**Description of the task:** Reproduce the stretch of lines from the one containing "of the palace" through the one containing "x=323 y=217", requests included. Multiply every x and y coordinate in the answers by 2.05 and round each result to a whole number, with halves rounded up, leaving the numbers in the requests and their format samples as they are.

Pointing records:
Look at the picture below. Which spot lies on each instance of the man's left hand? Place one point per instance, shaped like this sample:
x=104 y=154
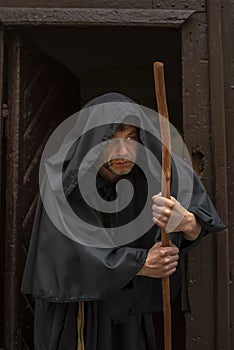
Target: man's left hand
x=171 y=216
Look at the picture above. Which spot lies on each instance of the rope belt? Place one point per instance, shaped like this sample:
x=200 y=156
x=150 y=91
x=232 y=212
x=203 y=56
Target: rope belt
x=80 y=326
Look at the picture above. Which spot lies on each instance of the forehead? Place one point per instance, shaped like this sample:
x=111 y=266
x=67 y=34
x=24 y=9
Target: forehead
x=125 y=129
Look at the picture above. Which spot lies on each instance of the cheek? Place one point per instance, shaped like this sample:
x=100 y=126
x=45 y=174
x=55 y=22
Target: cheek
x=107 y=155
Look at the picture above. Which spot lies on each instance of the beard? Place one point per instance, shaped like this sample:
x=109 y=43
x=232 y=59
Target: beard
x=119 y=166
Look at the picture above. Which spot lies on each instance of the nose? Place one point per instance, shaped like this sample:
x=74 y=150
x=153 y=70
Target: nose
x=121 y=148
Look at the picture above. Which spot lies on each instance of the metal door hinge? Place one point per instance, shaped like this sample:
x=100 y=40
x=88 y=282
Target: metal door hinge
x=5 y=110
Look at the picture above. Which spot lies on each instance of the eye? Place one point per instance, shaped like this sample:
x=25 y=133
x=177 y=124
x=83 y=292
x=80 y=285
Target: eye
x=112 y=141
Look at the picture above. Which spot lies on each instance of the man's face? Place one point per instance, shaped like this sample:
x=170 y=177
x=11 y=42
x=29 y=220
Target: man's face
x=121 y=150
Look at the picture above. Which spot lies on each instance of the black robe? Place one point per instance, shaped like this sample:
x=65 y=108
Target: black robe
x=60 y=272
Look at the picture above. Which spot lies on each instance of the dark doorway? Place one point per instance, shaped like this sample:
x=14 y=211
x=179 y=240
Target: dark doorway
x=118 y=59
x=101 y=60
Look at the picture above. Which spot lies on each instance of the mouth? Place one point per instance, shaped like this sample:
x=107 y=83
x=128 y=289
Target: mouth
x=122 y=162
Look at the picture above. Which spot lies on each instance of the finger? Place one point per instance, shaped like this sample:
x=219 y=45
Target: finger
x=164 y=202
x=158 y=210
x=157 y=195
x=169 y=273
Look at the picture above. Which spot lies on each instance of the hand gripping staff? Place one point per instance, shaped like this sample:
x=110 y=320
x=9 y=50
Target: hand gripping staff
x=166 y=179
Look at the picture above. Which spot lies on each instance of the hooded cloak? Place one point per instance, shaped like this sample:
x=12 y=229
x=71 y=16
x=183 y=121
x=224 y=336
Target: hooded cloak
x=62 y=270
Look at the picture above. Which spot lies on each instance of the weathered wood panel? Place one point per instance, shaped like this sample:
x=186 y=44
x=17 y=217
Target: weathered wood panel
x=198 y=5
x=2 y=191
x=78 y=3
x=95 y=17
x=200 y=323
x=24 y=147
x=228 y=51
x=218 y=140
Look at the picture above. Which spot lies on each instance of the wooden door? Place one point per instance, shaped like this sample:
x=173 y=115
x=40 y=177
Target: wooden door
x=40 y=94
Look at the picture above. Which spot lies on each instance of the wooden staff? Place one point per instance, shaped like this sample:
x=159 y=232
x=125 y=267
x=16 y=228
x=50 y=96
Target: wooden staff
x=166 y=180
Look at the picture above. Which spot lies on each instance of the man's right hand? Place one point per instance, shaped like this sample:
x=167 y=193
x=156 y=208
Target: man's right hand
x=160 y=262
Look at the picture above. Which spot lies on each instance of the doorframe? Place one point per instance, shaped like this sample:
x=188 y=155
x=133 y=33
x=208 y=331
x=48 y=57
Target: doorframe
x=197 y=63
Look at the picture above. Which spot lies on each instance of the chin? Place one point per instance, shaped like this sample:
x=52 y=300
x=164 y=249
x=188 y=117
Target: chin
x=124 y=171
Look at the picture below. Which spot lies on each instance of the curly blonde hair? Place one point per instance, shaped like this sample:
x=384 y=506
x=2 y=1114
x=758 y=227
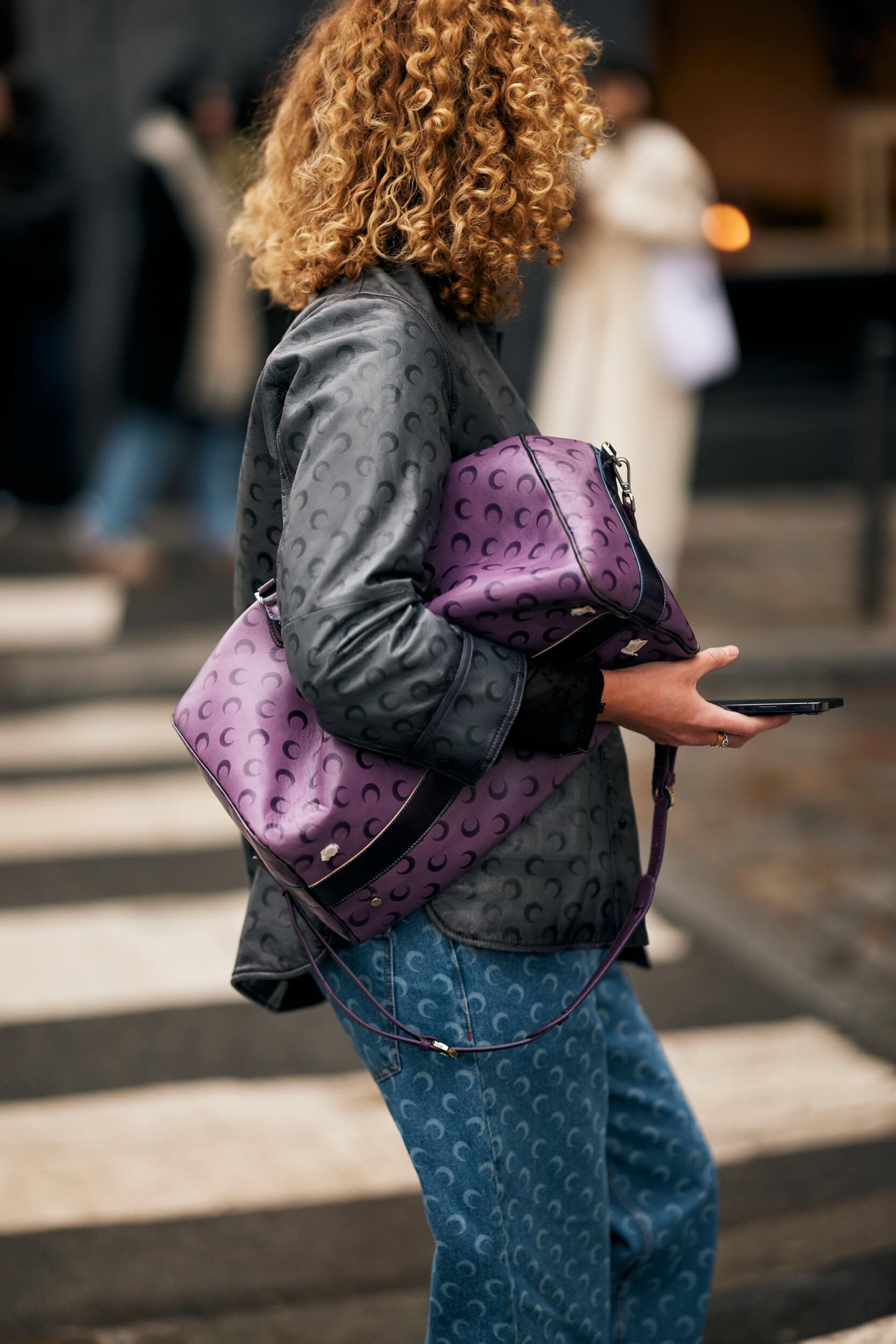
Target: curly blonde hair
x=439 y=132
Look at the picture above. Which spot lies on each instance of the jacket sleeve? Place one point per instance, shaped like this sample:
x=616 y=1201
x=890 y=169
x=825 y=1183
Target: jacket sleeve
x=366 y=436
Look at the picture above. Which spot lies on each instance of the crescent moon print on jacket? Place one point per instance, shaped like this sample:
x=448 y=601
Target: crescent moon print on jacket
x=370 y=397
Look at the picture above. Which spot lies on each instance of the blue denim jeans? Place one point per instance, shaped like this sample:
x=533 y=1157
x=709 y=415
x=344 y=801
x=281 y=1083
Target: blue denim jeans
x=570 y=1191
x=140 y=455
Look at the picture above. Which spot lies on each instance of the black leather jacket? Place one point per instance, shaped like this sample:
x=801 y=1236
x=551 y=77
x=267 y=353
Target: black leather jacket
x=369 y=398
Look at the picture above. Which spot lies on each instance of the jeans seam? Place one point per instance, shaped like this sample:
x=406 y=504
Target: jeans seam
x=494 y=1166
x=647 y=1249
x=394 y=1065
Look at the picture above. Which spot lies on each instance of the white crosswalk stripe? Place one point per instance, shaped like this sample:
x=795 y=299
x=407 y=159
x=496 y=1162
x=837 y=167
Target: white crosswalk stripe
x=88 y=612
x=119 y=956
x=90 y=737
x=875 y=1332
x=146 y=813
x=202 y=1148
x=138 y=955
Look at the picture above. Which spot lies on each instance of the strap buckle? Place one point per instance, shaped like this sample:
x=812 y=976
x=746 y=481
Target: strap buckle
x=267 y=595
x=432 y=1043
x=625 y=480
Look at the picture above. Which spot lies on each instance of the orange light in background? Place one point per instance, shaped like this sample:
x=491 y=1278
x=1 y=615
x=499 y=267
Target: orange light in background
x=726 y=227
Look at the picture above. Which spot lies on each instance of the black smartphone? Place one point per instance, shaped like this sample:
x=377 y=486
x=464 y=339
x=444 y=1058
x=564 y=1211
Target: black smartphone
x=755 y=707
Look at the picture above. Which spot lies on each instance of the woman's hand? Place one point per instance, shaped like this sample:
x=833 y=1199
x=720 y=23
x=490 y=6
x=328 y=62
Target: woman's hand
x=661 y=702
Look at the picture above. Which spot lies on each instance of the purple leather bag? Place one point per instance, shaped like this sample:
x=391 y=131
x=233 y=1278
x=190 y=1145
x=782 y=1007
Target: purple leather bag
x=536 y=549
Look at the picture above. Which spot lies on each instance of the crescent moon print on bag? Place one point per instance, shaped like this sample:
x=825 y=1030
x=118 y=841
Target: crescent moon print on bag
x=536 y=550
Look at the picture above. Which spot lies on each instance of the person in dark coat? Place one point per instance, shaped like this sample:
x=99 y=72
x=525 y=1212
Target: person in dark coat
x=39 y=460
x=420 y=151
x=192 y=342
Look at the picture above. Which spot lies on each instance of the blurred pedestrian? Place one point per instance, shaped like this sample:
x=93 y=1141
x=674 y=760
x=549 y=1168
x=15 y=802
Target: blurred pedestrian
x=639 y=319
x=420 y=151
x=192 y=343
x=38 y=460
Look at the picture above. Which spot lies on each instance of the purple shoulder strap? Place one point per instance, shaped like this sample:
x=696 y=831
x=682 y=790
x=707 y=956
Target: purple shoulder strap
x=664 y=777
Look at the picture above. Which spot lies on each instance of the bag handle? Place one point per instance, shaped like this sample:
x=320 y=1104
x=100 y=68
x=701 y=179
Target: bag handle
x=664 y=762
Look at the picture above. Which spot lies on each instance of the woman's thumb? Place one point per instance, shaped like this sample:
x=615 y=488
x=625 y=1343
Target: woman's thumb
x=709 y=660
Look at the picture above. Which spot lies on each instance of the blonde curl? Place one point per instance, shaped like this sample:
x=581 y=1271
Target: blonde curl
x=439 y=132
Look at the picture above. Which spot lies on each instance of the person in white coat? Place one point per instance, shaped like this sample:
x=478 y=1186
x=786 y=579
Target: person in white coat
x=636 y=305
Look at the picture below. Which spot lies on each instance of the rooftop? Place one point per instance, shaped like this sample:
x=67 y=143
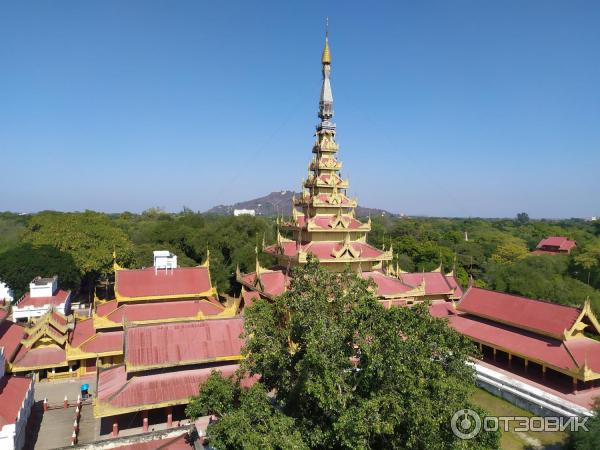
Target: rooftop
x=156 y=283
x=534 y=315
x=182 y=343
x=12 y=394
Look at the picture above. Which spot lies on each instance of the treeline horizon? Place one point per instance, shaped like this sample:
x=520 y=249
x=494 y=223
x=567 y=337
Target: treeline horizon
x=78 y=246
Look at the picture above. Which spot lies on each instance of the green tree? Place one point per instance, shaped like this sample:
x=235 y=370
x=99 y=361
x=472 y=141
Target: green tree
x=522 y=218
x=589 y=258
x=21 y=264
x=587 y=440
x=348 y=373
x=216 y=397
x=89 y=237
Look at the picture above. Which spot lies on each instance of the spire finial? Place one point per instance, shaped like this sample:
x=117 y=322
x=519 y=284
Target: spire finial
x=326 y=56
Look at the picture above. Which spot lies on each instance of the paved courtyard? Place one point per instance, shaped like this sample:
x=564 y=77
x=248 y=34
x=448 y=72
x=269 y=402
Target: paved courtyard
x=53 y=428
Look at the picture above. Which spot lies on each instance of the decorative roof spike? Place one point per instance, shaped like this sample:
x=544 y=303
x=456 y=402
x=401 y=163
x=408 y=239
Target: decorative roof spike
x=326 y=55
x=206 y=262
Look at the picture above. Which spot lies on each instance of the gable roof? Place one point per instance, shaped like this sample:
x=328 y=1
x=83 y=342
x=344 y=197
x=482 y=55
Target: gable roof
x=557 y=241
x=142 y=284
x=543 y=317
x=182 y=343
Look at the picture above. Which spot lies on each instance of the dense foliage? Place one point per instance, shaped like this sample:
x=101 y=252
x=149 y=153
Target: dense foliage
x=590 y=439
x=494 y=252
x=344 y=372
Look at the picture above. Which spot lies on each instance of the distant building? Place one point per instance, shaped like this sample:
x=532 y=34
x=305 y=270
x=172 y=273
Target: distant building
x=555 y=244
x=164 y=259
x=545 y=340
x=16 y=402
x=43 y=296
x=6 y=293
x=244 y=212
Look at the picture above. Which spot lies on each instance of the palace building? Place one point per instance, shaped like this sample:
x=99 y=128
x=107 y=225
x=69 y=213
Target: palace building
x=57 y=345
x=324 y=224
x=557 y=343
x=553 y=245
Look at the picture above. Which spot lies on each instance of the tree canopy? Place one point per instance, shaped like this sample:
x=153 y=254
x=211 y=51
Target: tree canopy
x=344 y=372
x=21 y=264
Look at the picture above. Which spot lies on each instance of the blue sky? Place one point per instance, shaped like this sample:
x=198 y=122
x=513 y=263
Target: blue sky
x=443 y=108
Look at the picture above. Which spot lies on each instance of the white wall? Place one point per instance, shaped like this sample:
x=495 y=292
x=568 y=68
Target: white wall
x=6 y=293
x=32 y=312
x=43 y=290
x=12 y=436
x=164 y=259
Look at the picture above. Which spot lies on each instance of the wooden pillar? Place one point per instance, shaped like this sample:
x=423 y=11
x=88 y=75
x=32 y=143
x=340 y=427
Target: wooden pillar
x=169 y=417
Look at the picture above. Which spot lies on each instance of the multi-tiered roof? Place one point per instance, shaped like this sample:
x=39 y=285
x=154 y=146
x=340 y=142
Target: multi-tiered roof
x=324 y=224
x=323 y=217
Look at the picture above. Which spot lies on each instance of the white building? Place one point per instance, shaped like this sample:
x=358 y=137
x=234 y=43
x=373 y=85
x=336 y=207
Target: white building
x=43 y=294
x=164 y=259
x=16 y=402
x=6 y=293
x=244 y=212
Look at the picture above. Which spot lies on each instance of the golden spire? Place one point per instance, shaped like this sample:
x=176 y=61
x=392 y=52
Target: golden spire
x=326 y=56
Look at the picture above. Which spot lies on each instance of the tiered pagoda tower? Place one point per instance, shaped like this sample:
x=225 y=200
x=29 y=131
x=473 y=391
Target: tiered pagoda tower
x=324 y=224
x=323 y=218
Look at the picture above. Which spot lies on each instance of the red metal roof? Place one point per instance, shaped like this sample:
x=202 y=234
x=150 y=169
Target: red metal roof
x=274 y=282
x=11 y=335
x=144 y=391
x=37 y=302
x=435 y=282
x=522 y=312
x=163 y=310
x=40 y=357
x=12 y=393
x=386 y=285
x=170 y=443
x=104 y=342
x=326 y=221
x=560 y=242
x=84 y=329
x=150 y=282
x=183 y=342
x=323 y=250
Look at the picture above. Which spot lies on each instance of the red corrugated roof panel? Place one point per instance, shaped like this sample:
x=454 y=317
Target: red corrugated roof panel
x=104 y=342
x=40 y=357
x=435 y=282
x=11 y=335
x=522 y=312
x=147 y=390
x=163 y=310
x=149 y=282
x=182 y=343
x=386 y=285
x=37 y=302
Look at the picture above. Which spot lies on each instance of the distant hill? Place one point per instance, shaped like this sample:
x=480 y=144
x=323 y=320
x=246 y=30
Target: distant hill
x=280 y=202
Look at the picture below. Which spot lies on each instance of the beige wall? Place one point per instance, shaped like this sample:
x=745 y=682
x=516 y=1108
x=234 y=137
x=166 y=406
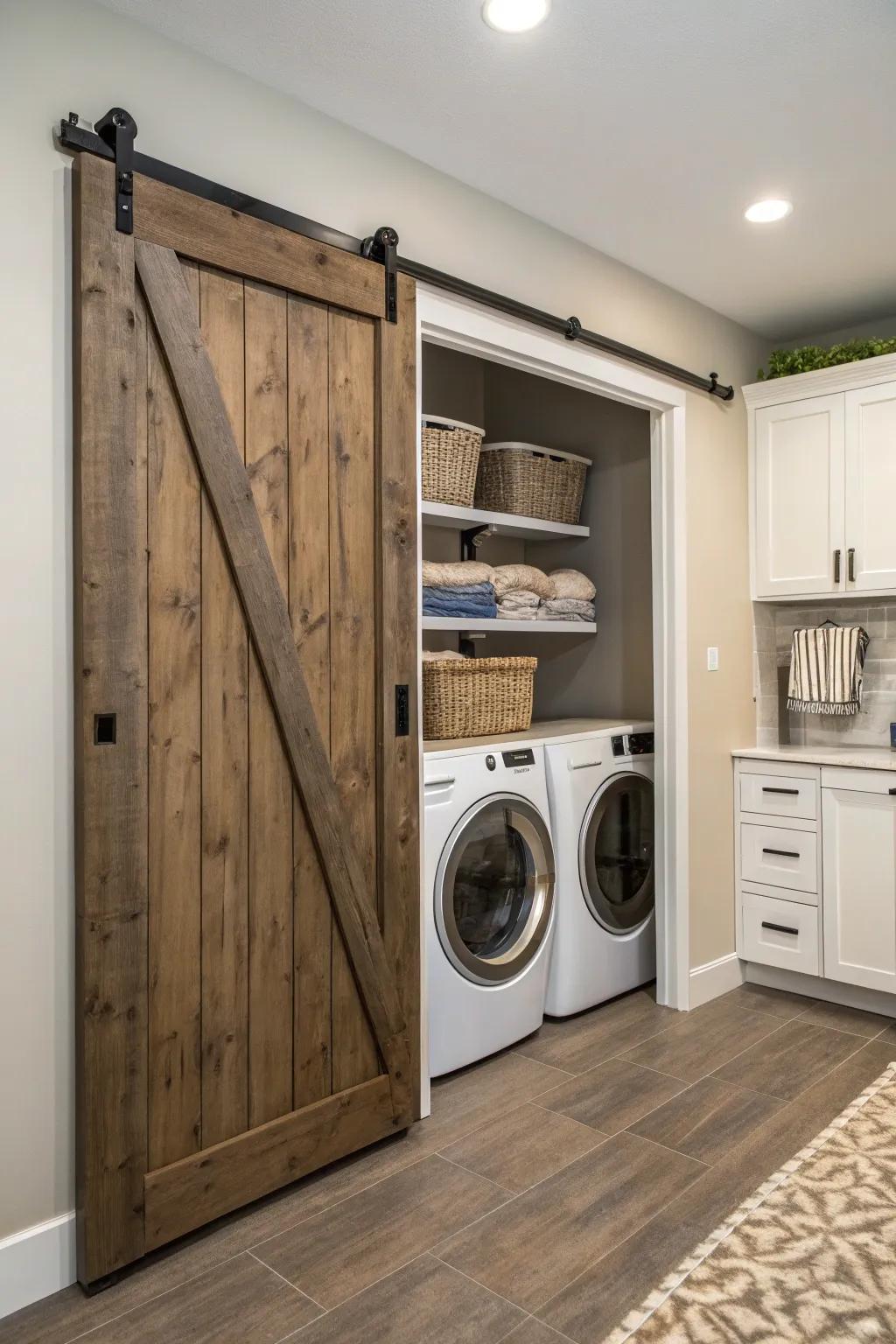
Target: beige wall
x=66 y=54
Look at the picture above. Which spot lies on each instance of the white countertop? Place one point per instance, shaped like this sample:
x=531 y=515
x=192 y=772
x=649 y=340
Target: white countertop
x=540 y=732
x=853 y=759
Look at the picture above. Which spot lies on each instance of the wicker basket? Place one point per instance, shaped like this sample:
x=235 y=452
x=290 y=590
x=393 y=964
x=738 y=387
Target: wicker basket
x=534 y=481
x=471 y=697
x=451 y=454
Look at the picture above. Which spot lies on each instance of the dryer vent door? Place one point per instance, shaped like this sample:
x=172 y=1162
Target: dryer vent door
x=494 y=892
x=617 y=855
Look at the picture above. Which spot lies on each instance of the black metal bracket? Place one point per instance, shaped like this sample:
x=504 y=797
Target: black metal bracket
x=118 y=130
x=471 y=539
x=383 y=246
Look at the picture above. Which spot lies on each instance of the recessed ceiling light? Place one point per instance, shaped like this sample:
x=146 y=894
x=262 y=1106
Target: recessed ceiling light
x=514 y=15
x=767 y=211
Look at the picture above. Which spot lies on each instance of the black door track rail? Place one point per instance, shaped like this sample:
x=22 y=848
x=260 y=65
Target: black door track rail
x=113 y=138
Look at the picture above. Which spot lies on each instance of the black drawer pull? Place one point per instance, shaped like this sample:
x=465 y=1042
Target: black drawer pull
x=780 y=928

**Result of the task:**
Look at the picture above. Which spot lies on each instance of the palace building? Place one point per instance, shaped like this sample:
x=99 y=128
x=107 y=225
x=69 y=213
Target: palace building
x=117 y=707
x=664 y=459
x=1142 y=703
x=1134 y=502
Look at the picture above. Which spot lies on each instance of the tree canopy? Place one point per instance, shaped like this sample:
x=153 y=254
x=211 y=51
Target: tree canopy
x=705 y=763
x=43 y=541
Look at the picture above. Which spot lies on each instance of the blue sky? Place one point per instance, shaped like this sample:
x=198 y=122
x=513 y=263
Target: blue sky
x=908 y=221
Look at the picture above. Which spot lies on each instance of the white wall? Place one point per instance, shaped like this sample:
x=495 y=292
x=568 y=68
Target: white wall
x=12 y=601
x=66 y=640
x=88 y=595
x=25 y=894
x=336 y=531
Look at the picture above. Which spot lies on each instance of the wooden pillar? Place one point per instance, shaped like this sample:
x=423 y=11
x=88 y=75
x=32 y=143
x=340 y=427
Target: wooden pillar
x=346 y=855
Look at the picture above. Which spot lies on each instance of the multi-tiered roof? Place one point per instance, shaped like this sample:
x=39 y=285
x=154 y=146
x=340 y=142
Target: multi-tiered roof
x=664 y=459
x=662 y=445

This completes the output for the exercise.